[[ Data for analysis open ]]

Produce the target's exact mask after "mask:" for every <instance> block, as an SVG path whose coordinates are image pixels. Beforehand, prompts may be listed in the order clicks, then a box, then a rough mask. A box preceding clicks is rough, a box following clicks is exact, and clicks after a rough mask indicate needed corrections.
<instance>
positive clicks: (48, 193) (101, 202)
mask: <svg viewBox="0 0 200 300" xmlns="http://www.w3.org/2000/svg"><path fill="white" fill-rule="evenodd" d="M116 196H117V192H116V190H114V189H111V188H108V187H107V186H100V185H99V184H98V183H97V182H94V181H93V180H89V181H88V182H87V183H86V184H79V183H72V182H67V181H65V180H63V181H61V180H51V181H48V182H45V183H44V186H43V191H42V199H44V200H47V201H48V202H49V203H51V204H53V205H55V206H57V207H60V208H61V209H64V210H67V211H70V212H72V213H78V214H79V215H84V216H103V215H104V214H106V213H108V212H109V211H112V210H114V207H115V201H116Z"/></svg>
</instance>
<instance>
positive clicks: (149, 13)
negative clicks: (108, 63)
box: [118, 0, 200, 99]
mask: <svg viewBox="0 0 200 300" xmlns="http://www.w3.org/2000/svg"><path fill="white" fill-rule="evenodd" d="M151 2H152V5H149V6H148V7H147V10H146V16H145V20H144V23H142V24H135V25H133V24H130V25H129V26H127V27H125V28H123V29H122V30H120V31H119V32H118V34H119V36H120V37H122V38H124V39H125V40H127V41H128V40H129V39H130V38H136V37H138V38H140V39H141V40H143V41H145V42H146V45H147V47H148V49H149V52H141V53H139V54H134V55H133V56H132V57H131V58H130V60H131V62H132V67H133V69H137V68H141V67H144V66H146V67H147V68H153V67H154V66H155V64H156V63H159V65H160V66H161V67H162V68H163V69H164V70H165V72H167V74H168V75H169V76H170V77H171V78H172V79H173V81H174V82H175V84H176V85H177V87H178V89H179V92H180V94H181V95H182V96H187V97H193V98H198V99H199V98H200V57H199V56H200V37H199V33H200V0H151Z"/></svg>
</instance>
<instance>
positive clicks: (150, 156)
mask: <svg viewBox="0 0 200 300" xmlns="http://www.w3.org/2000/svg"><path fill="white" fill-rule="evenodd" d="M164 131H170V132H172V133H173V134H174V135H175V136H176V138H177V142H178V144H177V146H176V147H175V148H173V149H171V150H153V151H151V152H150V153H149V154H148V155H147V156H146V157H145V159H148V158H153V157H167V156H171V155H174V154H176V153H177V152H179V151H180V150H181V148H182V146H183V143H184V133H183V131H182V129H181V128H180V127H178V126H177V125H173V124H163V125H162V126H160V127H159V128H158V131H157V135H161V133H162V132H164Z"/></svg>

[[ Data for analysis closed ]]

Required work: An exact copy is needed of the lines from the one containing "positive clicks: (149, 13)" through the end of the records.

Exercise answer:
positive clicks: (149, 13)
negative clicks: (108, 63)
box: [118, 0, 200, 99]
mask: <svg viewBox="0 0 200 300" xmlns="http://www.w3.org/2000/svg"><path fill="white" fill-rule="evenodd" d="M151 2H152V5H149V6H148V7H147V10H146V16H145V20H144V23H142V24H135V25H133V24H130V25H129V26H127V27H125V28H123V29H122V30H120V31H119V32H118V34H119V36H120V37H122V38H124V39H125V40H127V41H128V40H129V39H130V38H136V37H138V38H140V39H141V40H143V41H145V42H146V45H147V47H148V49H149V52H141V53H139V54H134V55H133V56H132V57H131V58H130V60H131V62H132V67H133V69H137V68H141V67H144V66H146V67H147V68H153V67H154V66H155V64H156V63H159V65H160V66H161V67H162V68H163V69H164V70H165V72H167V74H168V75H169V76H170V77H171V78H172V79H173V81H174V82H175V84H176V85H177V87H178V89H179V92H180V94H181V95H182V96H187V97H193V98H198V99H199V98H200V57H199V56H200V37H199V33H200V0H151Z"/></svg>
</instance>
<instance>
positive clicks: (150, 156)
mask: <svg viewBox="0 0 200 300" xmlns="http://www.w3.org/2000/svg"><path fill="white" fill-rule="evenodd" d="M164 131H170V132H172V133H173V134H174V135H175V136H176V138H177V142H178V144H177V146H176V147H175V148H173V149H171V150H153V151H151V152H150V153H149V154H148V155H147V156H146V157H145V159H148V158H153V157H167V156H171V155H174V154H176V153H177V152H179V151H180V150H181V148H182V146H183V143H184V133H183V131H182V129H181V128H180V127H178V126H177V125H173V124H163V125H162V126H160V127H159V128H158V131H157V135H161V133H162V132H164Z"/></svg>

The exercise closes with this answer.